◆ What needs to be done ◆
Lines before the one containing "find the framed artwork" are excluded. Repeat that line and every line after it, exactly.
___ Data supplied ___
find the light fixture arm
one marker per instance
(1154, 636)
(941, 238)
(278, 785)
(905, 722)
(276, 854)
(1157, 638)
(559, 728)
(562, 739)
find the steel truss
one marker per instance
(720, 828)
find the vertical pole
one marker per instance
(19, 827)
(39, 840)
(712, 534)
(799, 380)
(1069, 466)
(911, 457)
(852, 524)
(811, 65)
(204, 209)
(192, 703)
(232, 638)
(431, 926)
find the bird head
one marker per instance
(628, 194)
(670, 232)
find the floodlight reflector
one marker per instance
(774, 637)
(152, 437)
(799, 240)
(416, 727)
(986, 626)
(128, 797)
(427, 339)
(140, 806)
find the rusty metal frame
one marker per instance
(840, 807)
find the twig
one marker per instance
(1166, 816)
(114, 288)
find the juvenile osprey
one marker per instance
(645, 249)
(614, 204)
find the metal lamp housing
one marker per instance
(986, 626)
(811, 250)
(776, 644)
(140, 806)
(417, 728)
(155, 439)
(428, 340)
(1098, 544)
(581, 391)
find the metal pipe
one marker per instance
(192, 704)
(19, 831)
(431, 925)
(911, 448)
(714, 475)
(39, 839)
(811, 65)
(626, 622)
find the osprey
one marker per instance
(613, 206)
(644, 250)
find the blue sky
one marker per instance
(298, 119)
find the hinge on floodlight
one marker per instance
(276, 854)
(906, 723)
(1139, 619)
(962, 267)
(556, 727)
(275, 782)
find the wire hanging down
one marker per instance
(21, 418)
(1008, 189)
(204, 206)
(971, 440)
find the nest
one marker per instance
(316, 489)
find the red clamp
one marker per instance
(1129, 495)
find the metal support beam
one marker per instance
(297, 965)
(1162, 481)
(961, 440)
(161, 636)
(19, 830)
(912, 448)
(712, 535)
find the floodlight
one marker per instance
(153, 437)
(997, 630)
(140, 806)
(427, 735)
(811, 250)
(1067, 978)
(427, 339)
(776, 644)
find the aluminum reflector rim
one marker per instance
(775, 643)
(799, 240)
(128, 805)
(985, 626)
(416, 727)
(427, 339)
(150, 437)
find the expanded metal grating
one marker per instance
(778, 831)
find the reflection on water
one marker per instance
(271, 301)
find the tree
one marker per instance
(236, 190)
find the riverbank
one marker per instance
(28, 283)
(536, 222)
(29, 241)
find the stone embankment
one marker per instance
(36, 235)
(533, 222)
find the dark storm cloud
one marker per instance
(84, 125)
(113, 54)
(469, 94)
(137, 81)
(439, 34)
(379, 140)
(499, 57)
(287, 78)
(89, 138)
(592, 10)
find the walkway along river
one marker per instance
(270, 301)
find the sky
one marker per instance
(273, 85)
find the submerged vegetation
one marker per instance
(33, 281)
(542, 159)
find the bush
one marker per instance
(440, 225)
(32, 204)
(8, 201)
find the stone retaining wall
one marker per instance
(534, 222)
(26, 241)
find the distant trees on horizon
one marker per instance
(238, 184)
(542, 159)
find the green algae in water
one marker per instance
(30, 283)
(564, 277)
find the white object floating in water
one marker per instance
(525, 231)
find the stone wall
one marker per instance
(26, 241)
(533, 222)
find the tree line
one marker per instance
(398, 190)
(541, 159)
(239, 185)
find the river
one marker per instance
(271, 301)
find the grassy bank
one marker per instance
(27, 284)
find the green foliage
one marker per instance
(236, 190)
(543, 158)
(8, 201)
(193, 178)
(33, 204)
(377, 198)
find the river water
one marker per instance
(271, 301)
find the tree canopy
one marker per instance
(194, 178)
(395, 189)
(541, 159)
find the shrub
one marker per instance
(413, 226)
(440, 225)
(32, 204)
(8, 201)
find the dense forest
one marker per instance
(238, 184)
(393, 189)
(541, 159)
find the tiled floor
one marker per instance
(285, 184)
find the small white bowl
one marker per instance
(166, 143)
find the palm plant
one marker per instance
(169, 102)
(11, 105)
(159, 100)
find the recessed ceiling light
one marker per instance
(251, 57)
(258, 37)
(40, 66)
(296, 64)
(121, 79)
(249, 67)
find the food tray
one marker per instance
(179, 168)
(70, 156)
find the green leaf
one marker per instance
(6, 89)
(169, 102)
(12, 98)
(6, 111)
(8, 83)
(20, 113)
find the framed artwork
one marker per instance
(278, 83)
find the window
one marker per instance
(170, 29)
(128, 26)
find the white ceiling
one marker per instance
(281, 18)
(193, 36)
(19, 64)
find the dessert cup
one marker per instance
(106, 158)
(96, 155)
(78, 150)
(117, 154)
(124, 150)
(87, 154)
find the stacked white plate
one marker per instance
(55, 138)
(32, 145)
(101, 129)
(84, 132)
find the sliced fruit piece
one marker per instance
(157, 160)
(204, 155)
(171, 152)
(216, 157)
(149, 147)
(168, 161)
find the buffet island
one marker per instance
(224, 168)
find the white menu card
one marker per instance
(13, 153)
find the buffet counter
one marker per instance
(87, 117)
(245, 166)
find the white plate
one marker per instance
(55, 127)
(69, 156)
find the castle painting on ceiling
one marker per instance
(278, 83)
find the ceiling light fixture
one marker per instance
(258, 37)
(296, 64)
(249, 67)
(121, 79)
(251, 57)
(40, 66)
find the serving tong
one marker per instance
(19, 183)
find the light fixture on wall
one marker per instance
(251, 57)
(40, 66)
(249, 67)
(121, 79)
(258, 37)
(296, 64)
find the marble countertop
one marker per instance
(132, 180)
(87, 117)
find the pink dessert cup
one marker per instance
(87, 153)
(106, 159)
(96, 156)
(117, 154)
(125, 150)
___
◆ Full answer ◆
find the framed artwork
one marker per instance
(278, 83)
find the window
one marker per instance
(170, 29)
(128, 26)
find the white ceiling
one marker per instance
(281, 18)
(193, 36)
(19, 64)
find the dessert cup
one marker per instance
(106, 158)
(96, 155)
(78, 150)
(117, 154)
(124, 150)
(87, 154)
find the stacked white plate
one marker per instance
(55, 138)
(32, 145)
(101, 129)
(84, 132)
find the sliced fruit piece
one marker per instance
(157, 160)
(204, 155)
(171, 152)
(216, 157)
(149, 147)
(168, 161)
find the buffet island
one marker per instance
(224, 168)
find the white menu card
one marker per instance
(13, 153)
find the buffet counter
one marker per instance
(87, 117)
(245, 166)
find the white plate
one marker per instance
(55, 127)
(69, 156)
find the castle painting on ceiling
one marker per instance
(278, 83)
find the ceiling light fixture
one marker per instance
(258, 37)
(296, 64)
(249, 67)
(121, 79)
(251, 57)
(40, 66)
find the serving tong
one marker per instance
(19, 183)
find the light fixture on wall
one marker per instance
(251, 57)
(40, 66)
(249, 67)
(121, 79)
(258, 37)
(296, 64)
find the marble countertop
one marker per instance
(132, 180)
(87, 117)
find the pink dessert cup
one marker per instance
(87, 153)
(106, 159)
(96, 156)
(117, 154)
(125, 150)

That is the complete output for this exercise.